### WHAT TO WORK ON
a) Name every person the article about Yair Lapid's entry into politics says has been the subject of speculation for his Knesset slate.
b) From the Lapid article, write out the passage that begins with the words containing "The polls have" and ends with "to the public.".

== DOCUMENT

Three polls published in the past month have predicted that a party led by Lapid could win as many as the 15 Knesset seats won by Shinui in 2003, and one survey even said it could win 20. But many new parties and politicians have seen their support erode after their political career shifted from hypothetical to real.
The polls have shown that a party led by Lapid would take most of its support away from Kadima, the party whose emergence led to Shinui’s demise. A Shvakim Panorama poll broadcast on Israel Radio 10 days ago found that Kadima would fall from its current 28 seats in the Knesset to only 10 if Lapid entered politics and formed a new party.
But the new party’s fate could depend on whom Lapid drafts to his Knesset slate. Speculation has centered on recently resigned Teva CEO Shlomo Yanai, Rabbi Shai Piron of Oranit, Holon Mayor Moti Sasson, Herzliya Mayor Yael German, former Jerusalem police chief Mickey Levy, Ma’ariv columnist Ofer Shelah, and the late kidnapped soldier Ehud Goldwasser’s wife, Karnit.
Lapid is expected to take his time forming the new party and drafting the candidates list while holding events around the country to meet and listen to the public.
Channel 2 reported that a possible name for the party was The Israelis, a name used by a party that did not cross the electoral threshold in the last election.
By announcing his intention to enter politics, Lapid preempted Wednesday’s vote in the Knesset Law Committee on the so-called “Yair Lapid Bill,” which would institute a cooling-off period of six months to a year for journalists before they could get elected. The bill, which passed in preliminary readings in June 2010, will still be brought to a vote, but it is expected to attract less support now that it cannot delay Lapid’s political career.
“Yair Lapid was a politician wearing a journalist costume,” said the bill’s sponsor, Likud MK Carmel Shama-Hacohen. “If we backtrack from legislating the bill we would prove the bill was only intended for him. But we are trying to establish new norms via legislation and that’s what I intend to do.”

====
== PROVIDED MATERIAL

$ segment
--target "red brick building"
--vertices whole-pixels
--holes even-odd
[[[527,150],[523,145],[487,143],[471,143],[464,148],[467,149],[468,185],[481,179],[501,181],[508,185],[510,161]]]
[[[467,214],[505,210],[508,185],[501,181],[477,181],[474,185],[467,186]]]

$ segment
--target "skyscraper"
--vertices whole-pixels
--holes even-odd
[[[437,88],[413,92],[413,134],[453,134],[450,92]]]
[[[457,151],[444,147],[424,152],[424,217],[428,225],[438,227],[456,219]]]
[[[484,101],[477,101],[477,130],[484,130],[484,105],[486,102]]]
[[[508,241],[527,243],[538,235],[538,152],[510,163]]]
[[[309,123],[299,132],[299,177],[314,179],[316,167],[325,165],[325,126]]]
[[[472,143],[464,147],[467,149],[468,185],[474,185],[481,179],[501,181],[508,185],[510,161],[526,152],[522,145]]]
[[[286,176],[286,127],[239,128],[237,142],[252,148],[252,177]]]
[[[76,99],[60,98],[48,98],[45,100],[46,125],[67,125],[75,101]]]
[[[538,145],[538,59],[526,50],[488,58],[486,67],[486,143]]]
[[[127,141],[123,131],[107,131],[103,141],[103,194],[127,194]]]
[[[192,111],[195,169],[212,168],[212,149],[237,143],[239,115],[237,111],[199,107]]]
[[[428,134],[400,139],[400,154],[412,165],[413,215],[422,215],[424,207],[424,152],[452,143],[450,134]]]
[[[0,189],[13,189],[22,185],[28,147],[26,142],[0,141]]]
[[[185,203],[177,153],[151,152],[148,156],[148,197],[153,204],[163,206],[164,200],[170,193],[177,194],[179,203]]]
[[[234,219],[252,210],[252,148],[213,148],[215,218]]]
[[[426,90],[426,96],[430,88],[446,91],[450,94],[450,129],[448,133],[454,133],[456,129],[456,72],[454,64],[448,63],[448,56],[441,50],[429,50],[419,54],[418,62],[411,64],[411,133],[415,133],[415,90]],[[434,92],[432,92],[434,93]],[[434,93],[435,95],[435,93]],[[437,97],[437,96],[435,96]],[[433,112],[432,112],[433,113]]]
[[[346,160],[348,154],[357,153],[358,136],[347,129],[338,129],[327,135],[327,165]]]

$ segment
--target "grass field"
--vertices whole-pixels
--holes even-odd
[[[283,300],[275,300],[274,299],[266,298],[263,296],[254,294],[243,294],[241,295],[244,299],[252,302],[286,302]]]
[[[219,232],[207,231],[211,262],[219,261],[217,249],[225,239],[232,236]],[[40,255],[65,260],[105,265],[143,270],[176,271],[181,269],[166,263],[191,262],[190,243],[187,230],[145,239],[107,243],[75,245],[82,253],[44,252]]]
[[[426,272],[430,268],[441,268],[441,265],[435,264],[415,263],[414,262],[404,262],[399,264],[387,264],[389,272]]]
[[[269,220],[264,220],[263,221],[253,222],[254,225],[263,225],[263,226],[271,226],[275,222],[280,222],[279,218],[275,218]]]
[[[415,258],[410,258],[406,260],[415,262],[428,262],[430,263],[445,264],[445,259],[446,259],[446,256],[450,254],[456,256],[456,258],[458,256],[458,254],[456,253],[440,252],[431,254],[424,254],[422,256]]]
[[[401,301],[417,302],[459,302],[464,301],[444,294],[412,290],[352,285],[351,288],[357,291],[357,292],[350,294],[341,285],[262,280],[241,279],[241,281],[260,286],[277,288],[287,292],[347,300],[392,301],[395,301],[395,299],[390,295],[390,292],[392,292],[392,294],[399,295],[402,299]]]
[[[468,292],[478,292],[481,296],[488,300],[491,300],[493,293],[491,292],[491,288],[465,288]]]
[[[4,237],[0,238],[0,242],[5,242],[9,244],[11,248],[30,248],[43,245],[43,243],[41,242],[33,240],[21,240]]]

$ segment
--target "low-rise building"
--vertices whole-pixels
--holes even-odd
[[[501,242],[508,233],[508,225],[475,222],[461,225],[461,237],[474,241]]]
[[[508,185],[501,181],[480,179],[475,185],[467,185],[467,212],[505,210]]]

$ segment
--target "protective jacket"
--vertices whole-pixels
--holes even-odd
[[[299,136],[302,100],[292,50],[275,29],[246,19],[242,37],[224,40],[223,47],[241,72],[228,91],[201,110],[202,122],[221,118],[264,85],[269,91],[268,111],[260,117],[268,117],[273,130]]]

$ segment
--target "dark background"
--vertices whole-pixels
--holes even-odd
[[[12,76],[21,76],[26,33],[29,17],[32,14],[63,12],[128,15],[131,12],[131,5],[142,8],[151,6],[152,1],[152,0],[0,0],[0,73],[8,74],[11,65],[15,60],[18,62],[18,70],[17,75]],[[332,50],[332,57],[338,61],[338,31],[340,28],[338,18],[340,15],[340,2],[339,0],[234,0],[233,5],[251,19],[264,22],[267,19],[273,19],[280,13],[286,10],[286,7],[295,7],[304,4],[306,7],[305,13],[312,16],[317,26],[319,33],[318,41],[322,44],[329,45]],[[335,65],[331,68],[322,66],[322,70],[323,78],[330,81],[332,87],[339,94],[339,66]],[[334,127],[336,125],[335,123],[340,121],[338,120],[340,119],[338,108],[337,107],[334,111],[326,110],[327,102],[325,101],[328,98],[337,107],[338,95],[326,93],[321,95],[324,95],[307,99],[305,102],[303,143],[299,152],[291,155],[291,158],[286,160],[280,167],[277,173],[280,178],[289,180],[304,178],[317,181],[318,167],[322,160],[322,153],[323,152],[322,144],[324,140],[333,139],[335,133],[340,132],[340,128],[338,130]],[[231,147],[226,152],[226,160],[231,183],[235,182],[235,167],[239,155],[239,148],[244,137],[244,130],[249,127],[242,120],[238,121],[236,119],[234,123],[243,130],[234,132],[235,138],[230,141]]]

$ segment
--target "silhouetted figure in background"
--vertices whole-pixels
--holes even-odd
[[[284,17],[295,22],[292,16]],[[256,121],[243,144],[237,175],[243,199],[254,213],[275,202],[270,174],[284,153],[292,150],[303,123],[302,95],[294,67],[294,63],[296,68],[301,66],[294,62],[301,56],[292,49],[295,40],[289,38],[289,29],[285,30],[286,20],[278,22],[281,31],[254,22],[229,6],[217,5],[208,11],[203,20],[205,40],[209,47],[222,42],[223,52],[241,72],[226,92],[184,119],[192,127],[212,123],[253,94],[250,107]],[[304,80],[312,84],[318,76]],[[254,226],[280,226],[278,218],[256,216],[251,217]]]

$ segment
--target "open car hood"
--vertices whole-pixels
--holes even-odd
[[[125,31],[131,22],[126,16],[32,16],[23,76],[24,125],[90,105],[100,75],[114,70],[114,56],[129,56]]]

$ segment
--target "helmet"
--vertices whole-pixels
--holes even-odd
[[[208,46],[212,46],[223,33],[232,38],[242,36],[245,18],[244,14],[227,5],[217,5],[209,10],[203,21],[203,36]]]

====

### ANSWERS PROVIDED
a)
- Shlomo Yanai, recently resigned Teva CEO
- Rabbi Shai Piron of Oranit
- Moti Sasson, Holon Mayor
- Yael German, Herzliya Mayor
- Mickey Levy, former Jerusalem police chief
- Ofer Shelah, Ma'ariv columnist
- Karnit, wife of the late kidnapped soldier Ehud Goldwasser

b)
The polls have shown that a party led by Lapid would take most of its support away from Kadima, the party whose emergence led to Shinui’s demise. A Shvakim Panorama poll broadcast on Israel Radio 10 days ago found that Kadima would fall from its current 28 seats in the Knesset to only 10 if Lapid entered politics and formed a new party.
But the new party’s fate could depend on whom Lapid drafts to his Knesset slate. Speculation has centered on recently resigned Teva CEO Shlomo Yanai, Rabbi Shai Piron of Oranit, Holon Mayor Moti Sasson, Herzliya Mayor Yael German, former Jerusalem police chief Mickey Levy, Ma’ariv columnist Ofer Shelah, and the late kidnapped soldier Ehud Goldwasser’s wife, Karnit.
Lapid is expected to take his time forming the new party and drafting the candidates list while holding events around the country to meet and listen to the public.